Records from a point-labeling set
■ ■ ■
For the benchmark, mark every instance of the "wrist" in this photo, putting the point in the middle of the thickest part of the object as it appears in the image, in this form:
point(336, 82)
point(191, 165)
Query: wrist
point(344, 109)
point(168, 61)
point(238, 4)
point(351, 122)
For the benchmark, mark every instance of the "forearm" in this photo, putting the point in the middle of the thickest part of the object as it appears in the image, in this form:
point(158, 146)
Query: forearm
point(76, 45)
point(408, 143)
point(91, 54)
■ ■ ■
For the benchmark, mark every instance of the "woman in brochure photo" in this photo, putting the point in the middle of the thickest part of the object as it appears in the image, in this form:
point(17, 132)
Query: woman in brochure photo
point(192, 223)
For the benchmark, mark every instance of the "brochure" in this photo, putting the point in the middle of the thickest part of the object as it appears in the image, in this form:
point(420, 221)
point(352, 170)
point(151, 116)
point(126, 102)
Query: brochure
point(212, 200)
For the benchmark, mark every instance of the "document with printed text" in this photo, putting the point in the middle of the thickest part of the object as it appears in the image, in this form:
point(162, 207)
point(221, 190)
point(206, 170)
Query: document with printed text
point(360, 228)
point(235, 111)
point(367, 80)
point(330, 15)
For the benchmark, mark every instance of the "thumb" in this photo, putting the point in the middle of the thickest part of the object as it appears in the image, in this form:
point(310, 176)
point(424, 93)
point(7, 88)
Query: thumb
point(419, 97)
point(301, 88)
■ ■ ■
▶ _REQUIRED TASK_
Report each line of the records above that contains the word "printed". Case counts.

▶ _ANSWER TO THE TASK_
For the benchmark, mark every instance of the "document with printed text" in this photo, putting the point in the middle of the thickest part of the object as it appears in the image, in this form:
Query: document with printed text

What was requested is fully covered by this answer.